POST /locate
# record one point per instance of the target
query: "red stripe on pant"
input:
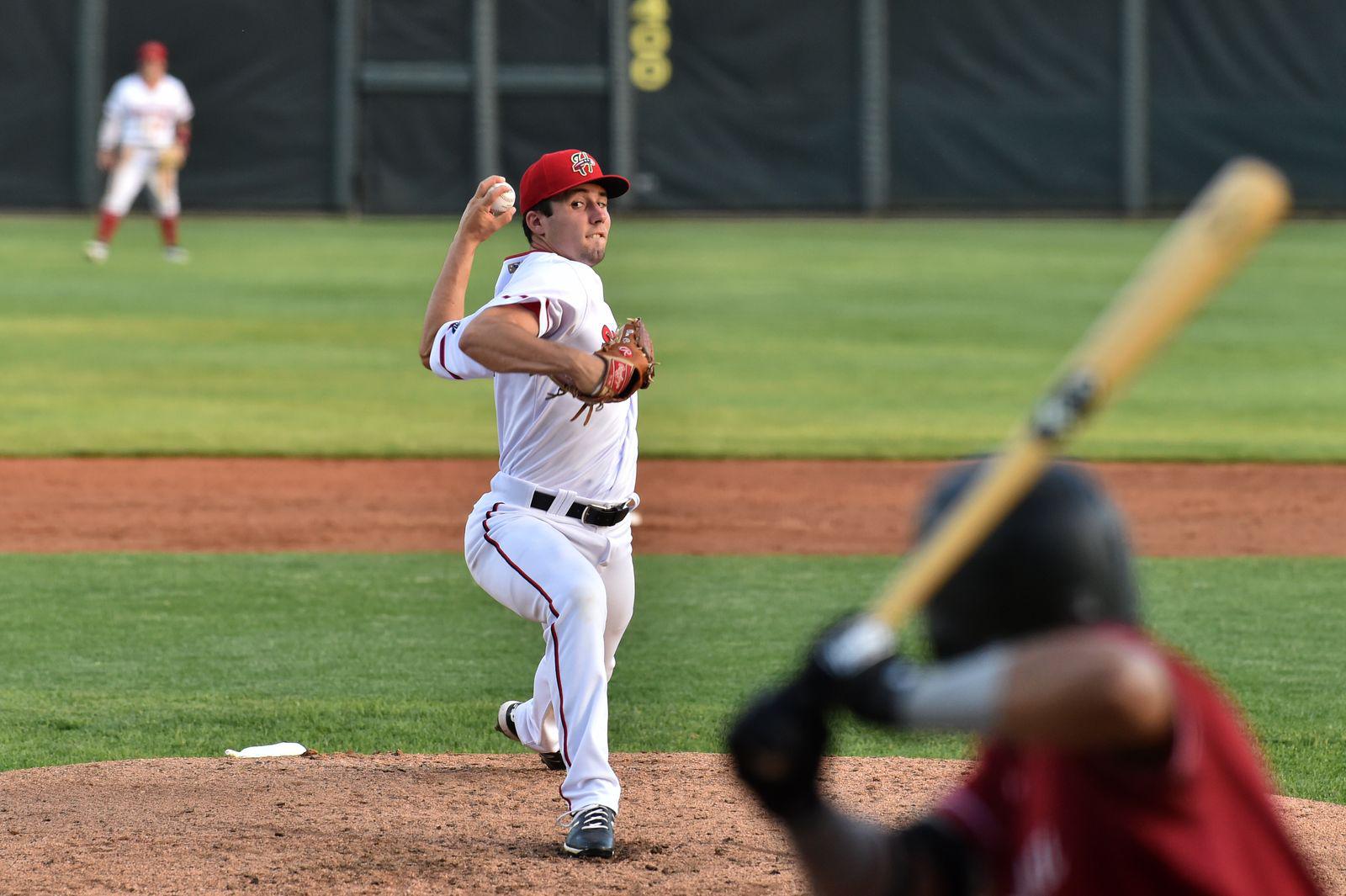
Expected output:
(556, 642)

* * * * * * * * *

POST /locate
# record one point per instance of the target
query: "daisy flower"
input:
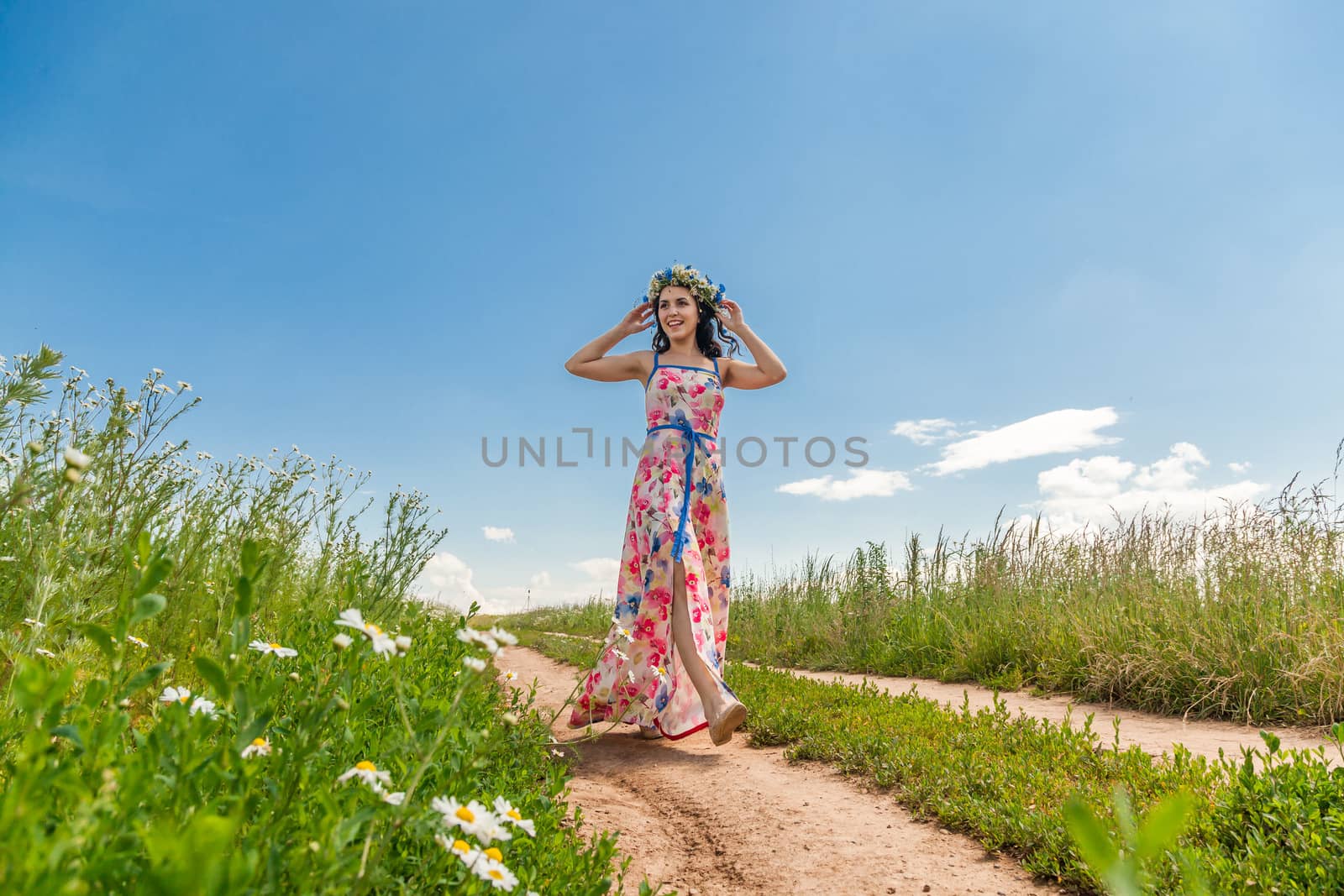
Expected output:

* * * * * * * * *

Using the records above, list each line that includes "query".

query: "red stripe on pant"
query: "daisy flower"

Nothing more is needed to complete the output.